++++ Предложенный отрывок ++++

Но когда он говорил вещи, на которые я должна была бы отвечать, обнаруживая при этом прекрасные качества моего ума и сердца, я оставляла его говорить одного, молча, как дура!
Не могу даже писать сегодня, такой уж это день — я вся точно развинтилась.
Хочется остаться одной, совсем одной, чтобы отдать себе отчет во впечатлении, интересном и сильном. Через десять минут после его ухода я мысленно сдалась и признала его влияние.
И ничего-то я не сказала из всего, что следовало! Он по прежнему — бог и вполне сознает себя таковым. И я еще утвердила его в этом мнении. Он мал ростом и безобразен для обыкновенных людей. Но для меня и людей моего склада эта голова прекрасна. Что он может думать обо мне? Я была неловка, слишком часто смеялась. Он говорит, что ревнует к Сен-Марсо. Нечего сказать, большое утешение.
И ведь глупо же! Как все мои печали, впрочем. Я послала на выставку свою картину, рассчитывая, что последний срок приема — 20-го августа, а оказывается, что срок истекает не 20-го, а 16-го, сегодня.
У меня щекотанье в носу, боль в спине и отяжелевшие руки. Что-нибудь в этом роде должны чувствовать люди, которых сильно отколотили.
В виду всего этого, чтобы выплакать все свои печали, я запрятываюсь в кабинет — единственное, довольно плачевное место, где я могу оставаться одна, не будучи заподозренной. Если б я заперлась в своей комнате, все сейчас догадались бы, в чем дело — после такого удара. Кажется, это в первый раз, что мне приходится прятаться, чтобы выплакаться до дна с закрытыми глазами и гримасами, как у детей или дикарей.
Ну, а потом сижу себе в мастерской, пока глаза не придут в нормальное состояние.

++++ Исходные данные ++++

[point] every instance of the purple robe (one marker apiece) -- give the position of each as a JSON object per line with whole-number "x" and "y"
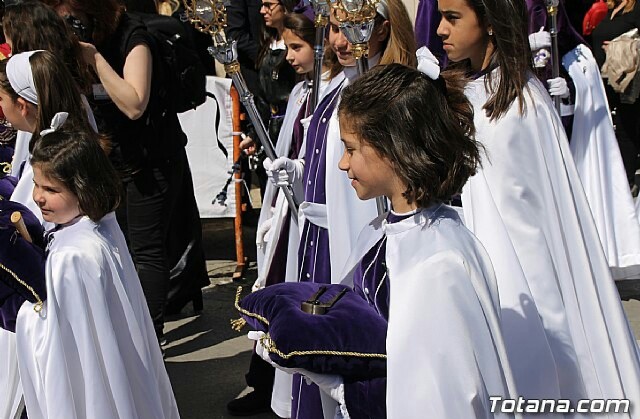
{"x": 568, "y": 39}
{"x": 313, "y": 253}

++++

Перепишите дословно ту часть отрывка, которая открывается словами «Но когда он» и завершается словами «вся точно развинтилась.». Опирайтесь только на отрывок и ни на что больше.

Ответ:
Но когда он говорил вещи, на которые я должна была бы отвечать, обнаруживая при этом прекрасные качества моего ума и сердца, я оставляла его говорить одного, молча, как дура!
Не могу даже писать сегодня, такой уж это день — я вся точно развинтилась.